##### The records #####

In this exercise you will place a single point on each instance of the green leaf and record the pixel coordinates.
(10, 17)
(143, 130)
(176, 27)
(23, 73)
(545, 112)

#####

> **Stated problem**: Reproduce every one of the entries above character for character, with nothing added, dropped, or reworded.

> **Response**:
In this exercise you will place a single point on each instance of the green leaf and record the pixel coordinates.
(10, 17)
(143, 130)
(176, 27)
(23, 73)
(545, 112)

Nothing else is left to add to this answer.